Task description
Nothing beyond the line containing "Find every instance of the voting" is to be printed; print exactly each line from the start of the records below through that line, leaving out pictures.

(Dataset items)
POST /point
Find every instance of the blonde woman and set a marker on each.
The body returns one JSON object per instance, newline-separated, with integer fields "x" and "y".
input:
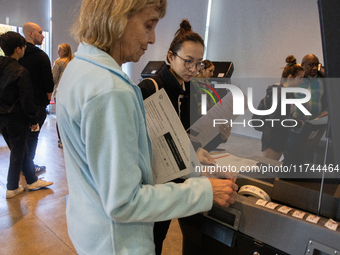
{"x": 65, "y": 56}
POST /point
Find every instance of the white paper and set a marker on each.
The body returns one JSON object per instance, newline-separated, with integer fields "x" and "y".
{"x": 203, "y": 130}
{"x": 170, "y": 143}
{"x": 234, "y": 164}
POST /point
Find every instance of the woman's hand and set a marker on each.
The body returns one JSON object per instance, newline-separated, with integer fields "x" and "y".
{"x": 204, "y": 157}
{"x": 224, "y": 191}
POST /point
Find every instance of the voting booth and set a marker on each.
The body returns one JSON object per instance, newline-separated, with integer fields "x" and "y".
{"x": 302, "y": 215}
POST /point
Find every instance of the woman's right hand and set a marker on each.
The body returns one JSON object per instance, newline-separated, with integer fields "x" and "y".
{"x": 224, "y": 191}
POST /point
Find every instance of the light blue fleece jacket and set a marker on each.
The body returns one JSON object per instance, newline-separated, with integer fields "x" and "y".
{"x": 112, "y": 201}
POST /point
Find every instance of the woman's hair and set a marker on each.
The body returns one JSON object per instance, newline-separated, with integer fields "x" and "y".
{"x": 184, "y": 34}
{"x": 102, "y": 22}
{"x": 68, "y": 52}
{"x": 9, "y": 41}
{"x": 292, "y": 68}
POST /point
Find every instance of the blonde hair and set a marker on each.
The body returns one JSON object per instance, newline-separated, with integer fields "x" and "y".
{"x": 102, "y": 22}
{"x": 68, "y": 52}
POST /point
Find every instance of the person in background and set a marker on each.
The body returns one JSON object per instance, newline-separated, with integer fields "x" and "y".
{"x": 185, "y": 57}
{"x": 17, "y": 114}
{"x": 208, "y": 70}
{"x": 113, "y": 202}
{"x": 65, "y": 56}
{"x": 38, "y": 64}
{"x": 274, "y": 138}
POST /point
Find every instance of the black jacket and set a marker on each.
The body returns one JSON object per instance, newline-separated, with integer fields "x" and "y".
{"x": 16, "y": 94}
{"x": 38, "y": 64}
{"x": 165, "y": 79}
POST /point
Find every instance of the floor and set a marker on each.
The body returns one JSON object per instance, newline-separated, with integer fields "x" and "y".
{"x": 34, "y": 222}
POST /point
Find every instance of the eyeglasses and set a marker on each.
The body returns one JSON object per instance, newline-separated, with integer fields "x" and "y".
{"x": 188, "y": 63}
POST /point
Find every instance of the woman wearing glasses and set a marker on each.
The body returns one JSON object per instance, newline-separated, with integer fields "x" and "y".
{"x": 185, "y": 57}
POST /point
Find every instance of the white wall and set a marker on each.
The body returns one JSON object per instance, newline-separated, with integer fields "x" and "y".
{"x": 21, "y": 11}
{"x": 257, "y": 35}
{"x": 64, "y": 13}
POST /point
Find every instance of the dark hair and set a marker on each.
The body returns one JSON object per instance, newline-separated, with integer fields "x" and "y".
{"x": 10, "y": 40}
{"x": 292, "y": 68}
{"x": 184, "y": 34}
{"x": 207, "y": 63}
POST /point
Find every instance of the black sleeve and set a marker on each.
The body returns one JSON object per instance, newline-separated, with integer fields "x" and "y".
{"x": 147, "y": 87}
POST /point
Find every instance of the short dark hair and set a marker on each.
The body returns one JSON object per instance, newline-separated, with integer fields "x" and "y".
{"x": 184, "y": 34}
{"x": 10, "y": 40}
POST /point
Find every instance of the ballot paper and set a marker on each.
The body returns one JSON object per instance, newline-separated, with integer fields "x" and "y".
{"x": 170, "y": 143}
{"x": 203, "y": 131}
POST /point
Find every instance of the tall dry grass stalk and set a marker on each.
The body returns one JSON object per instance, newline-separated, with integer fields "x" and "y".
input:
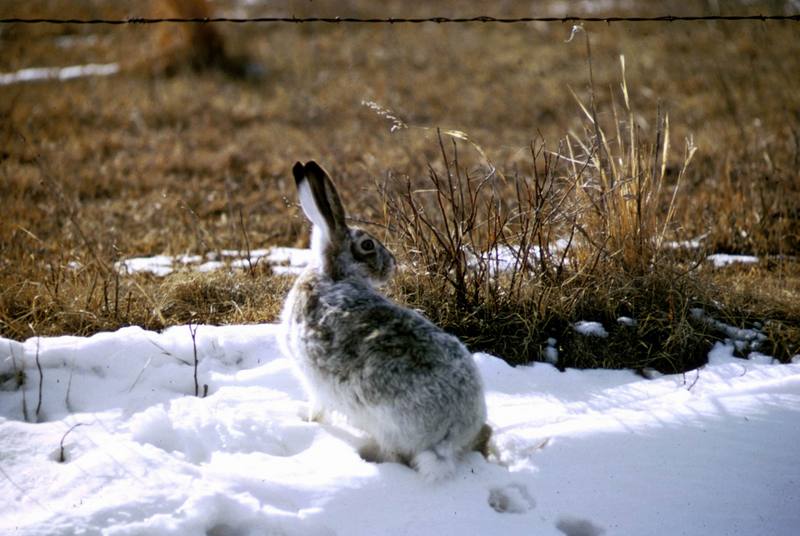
{"x": 511, "y": 262}
{"x": 621, "y": 198}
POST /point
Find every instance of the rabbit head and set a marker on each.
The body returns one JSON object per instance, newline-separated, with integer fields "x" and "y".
{"x": 341, "y": 251}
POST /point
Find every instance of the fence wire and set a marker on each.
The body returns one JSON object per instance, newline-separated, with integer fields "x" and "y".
{"x": 414, "y": 20}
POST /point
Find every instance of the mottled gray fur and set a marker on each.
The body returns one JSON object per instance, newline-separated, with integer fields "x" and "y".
{"x": 414, "y": 388}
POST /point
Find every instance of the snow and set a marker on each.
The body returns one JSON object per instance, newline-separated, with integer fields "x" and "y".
{"x": 574, "y": 452}
{"x": 721, "y": 260}
{"x": 37, "y": 74}
{"x": 283, "y": 260}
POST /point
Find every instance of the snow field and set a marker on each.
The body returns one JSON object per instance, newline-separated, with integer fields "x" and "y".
{"x": 575, "y": 452}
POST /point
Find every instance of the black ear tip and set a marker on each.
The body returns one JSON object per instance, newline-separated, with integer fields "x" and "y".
{"x": 298, "y": 171}
{"x": 313, "y": 168}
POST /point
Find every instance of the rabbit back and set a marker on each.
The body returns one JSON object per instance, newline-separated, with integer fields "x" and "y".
{"x": 392, "y": 372}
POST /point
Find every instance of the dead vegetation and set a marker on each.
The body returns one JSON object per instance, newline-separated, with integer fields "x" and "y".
{"x": 173, "y": 157}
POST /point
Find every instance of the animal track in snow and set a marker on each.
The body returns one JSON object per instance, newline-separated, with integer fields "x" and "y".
{"x": 511, "y": 499}
{"x": 572, "y": 526}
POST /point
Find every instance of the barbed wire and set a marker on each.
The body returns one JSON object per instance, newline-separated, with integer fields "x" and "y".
{"x": 395, "y": 20}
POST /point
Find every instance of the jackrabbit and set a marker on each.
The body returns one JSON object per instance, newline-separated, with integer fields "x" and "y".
{"x": 394, "y": 374}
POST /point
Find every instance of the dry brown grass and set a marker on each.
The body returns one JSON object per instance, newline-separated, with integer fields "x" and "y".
{"x": 156, "y": 160}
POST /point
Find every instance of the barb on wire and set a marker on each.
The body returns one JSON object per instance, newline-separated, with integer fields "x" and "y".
{"x": 394, "y": 20}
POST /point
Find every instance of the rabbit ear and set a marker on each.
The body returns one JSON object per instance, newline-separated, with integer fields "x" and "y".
{"x": 319, "y": 199}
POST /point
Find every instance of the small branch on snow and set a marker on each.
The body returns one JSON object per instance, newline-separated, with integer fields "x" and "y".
{"x": 61, "y": 456}
{"x": 19, "y": 377}
{"x": 193, "y": 331}
{"x": 695, "y": 379}
{"x": 41, "y": 379}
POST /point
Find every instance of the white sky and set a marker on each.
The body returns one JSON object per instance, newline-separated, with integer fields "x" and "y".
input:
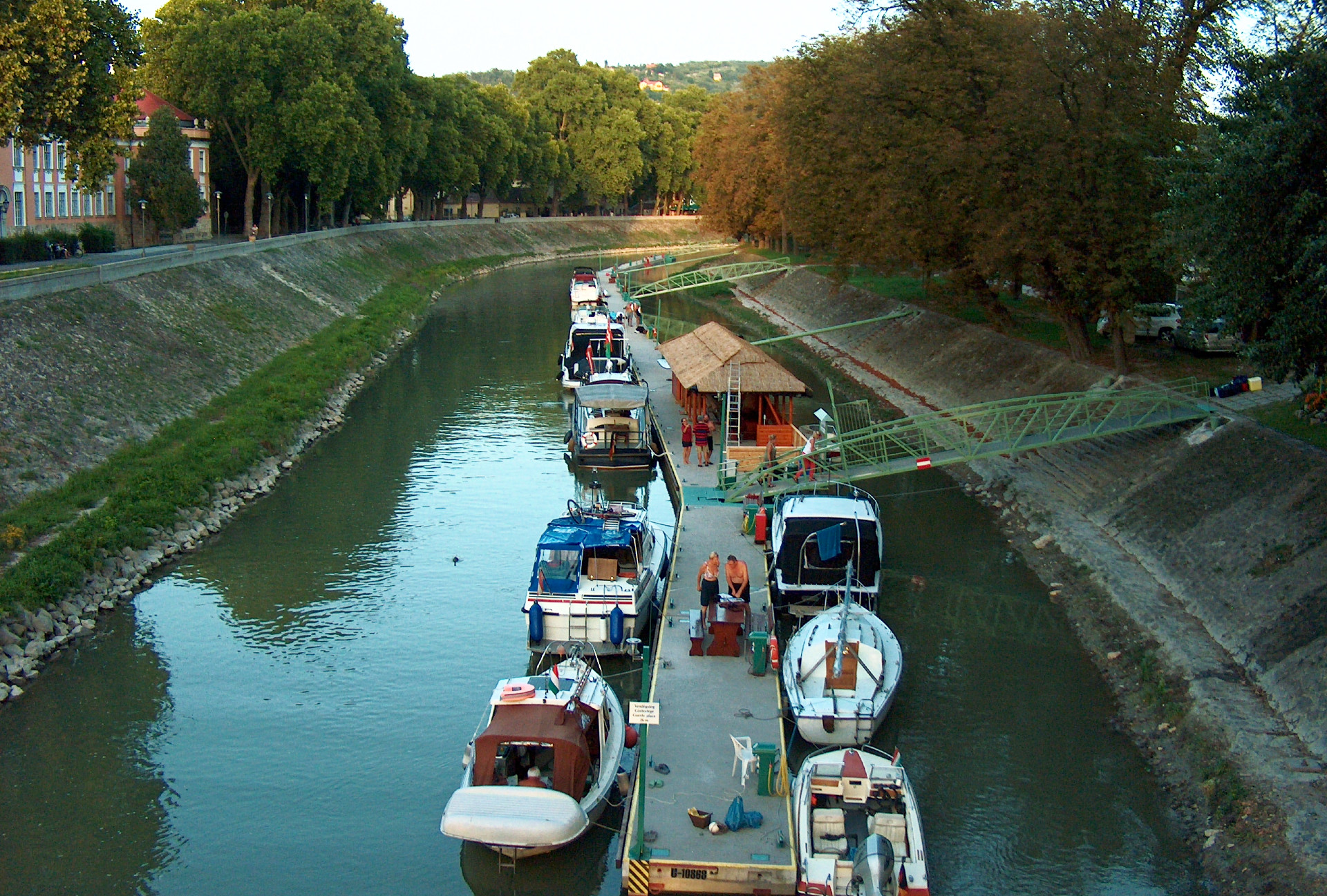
{"x": 481, "y": 35}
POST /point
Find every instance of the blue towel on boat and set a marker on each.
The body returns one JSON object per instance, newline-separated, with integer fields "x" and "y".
{"x": 829, "y": 542}
{"x": 738, "y": 818}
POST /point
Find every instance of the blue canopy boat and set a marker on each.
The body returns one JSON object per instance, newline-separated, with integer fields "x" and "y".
{"x": 599, "y": 575}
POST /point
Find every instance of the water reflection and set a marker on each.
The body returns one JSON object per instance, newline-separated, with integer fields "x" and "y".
{"x": 83, "y": 801}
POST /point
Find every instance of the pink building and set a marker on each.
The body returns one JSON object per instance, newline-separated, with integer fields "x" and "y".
{"x": 32, "y": 178}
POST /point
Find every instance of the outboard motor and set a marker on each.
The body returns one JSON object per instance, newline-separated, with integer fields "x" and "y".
{"x": 874, "y": 868}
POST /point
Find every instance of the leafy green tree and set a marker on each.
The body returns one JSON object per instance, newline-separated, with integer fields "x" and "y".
{"x": 66, "y": 72}
{"x": 1249, "y": 210}
{"x": 160, "y": 174}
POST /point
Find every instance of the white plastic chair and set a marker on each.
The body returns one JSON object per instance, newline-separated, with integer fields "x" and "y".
{"x": 744, "y": 753}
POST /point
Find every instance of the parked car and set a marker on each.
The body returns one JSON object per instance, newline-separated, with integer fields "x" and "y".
{"x": 1154, "y": 321}
{"x": 1207, "y": 337}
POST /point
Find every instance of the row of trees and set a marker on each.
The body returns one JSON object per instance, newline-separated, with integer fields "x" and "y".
{"x": 1004, "y": 145}
{"x": 317, "y": 97}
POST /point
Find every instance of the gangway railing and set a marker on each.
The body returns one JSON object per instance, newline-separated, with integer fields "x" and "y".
{"x": 976, "y": 431}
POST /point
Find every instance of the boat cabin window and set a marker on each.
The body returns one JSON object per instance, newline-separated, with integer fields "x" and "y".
{"x": 559, "y": 564}
{"x": 516, "y": 759}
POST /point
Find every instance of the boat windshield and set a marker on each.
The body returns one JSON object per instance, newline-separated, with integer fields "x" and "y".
{"x": 558, "y": 569}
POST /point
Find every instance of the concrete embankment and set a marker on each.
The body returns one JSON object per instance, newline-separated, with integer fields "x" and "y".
{"x": 1208, "y": 548}
{"x": 115, "y": 349}
{"x": 84, "y": 372}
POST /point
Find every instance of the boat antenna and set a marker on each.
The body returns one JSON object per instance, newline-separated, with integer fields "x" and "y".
{"x": 842, "y": 647}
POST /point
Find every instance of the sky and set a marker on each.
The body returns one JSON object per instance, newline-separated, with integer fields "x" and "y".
{"x": 481, "y": 35}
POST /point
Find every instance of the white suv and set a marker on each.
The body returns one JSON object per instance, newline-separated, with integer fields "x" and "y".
{"x": 1155, "y": 321}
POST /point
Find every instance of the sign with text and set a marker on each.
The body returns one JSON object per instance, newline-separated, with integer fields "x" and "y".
{"x": 643, "y": 714}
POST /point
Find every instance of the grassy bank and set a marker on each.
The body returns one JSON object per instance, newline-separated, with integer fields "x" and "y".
{"x": 100, "y": 511}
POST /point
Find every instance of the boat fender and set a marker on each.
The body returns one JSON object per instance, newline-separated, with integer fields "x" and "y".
{"x": 616, "y": 627}
{"x": 536, "y": 622}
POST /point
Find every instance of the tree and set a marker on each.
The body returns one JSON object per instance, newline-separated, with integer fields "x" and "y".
{"x": 1249, "y": 210}
{"x": 66, "y": 72}
{"x": 161, "y": 175}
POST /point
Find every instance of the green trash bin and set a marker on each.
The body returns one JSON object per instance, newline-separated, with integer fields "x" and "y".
{"x": 760, "y": 651}
{"x": 767, "y": 754}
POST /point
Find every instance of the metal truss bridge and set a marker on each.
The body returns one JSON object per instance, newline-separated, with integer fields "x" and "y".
{"x": 702, "y": 277}
{"x": 976, "y": 431}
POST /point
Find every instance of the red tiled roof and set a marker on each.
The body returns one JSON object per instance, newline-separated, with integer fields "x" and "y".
{"x": 151, "y": 102}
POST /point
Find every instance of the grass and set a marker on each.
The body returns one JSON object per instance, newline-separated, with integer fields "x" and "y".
{"x": 1282, "y": 417}
{"x": 39, "y": 269}
{"x": 100, "y": 511}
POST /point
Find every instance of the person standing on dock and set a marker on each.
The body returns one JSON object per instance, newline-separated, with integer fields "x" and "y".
{"x": 702, "y": 440}
{"x": 708, "y": 582}
{"x": 740, "y": 580}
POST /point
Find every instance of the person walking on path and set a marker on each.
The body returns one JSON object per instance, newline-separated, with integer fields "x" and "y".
{"x": 702, "y": 440}
{"x": 708, "y": 582}
{"x": 809, "y": 461}
{"x": 738, "y": 578}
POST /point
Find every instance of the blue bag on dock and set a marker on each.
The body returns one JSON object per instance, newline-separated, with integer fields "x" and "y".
{"x": 738, "y": 818}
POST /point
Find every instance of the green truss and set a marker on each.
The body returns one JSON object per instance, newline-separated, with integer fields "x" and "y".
{"x": 985, "y": 430}
{"x": 701, "y": 277}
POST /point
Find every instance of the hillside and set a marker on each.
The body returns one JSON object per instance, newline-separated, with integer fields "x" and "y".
{"x": 675, "y": 75}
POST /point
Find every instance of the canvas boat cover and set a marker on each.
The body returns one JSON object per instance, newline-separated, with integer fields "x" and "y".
{"x": 515, "y": 817}
{"x": 614, "y": 397}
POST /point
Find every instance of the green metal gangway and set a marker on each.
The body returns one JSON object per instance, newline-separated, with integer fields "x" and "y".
{"x": 701, "y": 277}
{"x": 965, "y": 434}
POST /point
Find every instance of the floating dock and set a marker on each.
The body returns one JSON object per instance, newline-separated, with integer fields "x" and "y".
{"x": 705, "y": 701}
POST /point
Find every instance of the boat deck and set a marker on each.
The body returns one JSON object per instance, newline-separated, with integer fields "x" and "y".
{"x": 704, "y": 700}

Result of this task
POST /point
Find every instance of the blonde woman and set a marker on each.
The body returns one JSON object per instance, newline-separated, with integer fields "x" and "y".
input:
{"x": 65, "y": 56}
POST /point
Find every instance of the white paper and set a marker on each.
The body returns one JSON object per instance, newline-separated, with integer fields "x" and "y".
{"x": 203, "y": 130}
{"x": 170, "y": 143}
{"x": 234, "y": 164}
POST /point
Find every instance of the woman's hand and set a marker on each.
The body returns one JSON object per instance, newline-separated, with integer fields "x" and "y".
{"x": 204, "y": 157}
{"x": 224, "y": 191}
POST /point
Find every instance of the voting booth and set a marker on each.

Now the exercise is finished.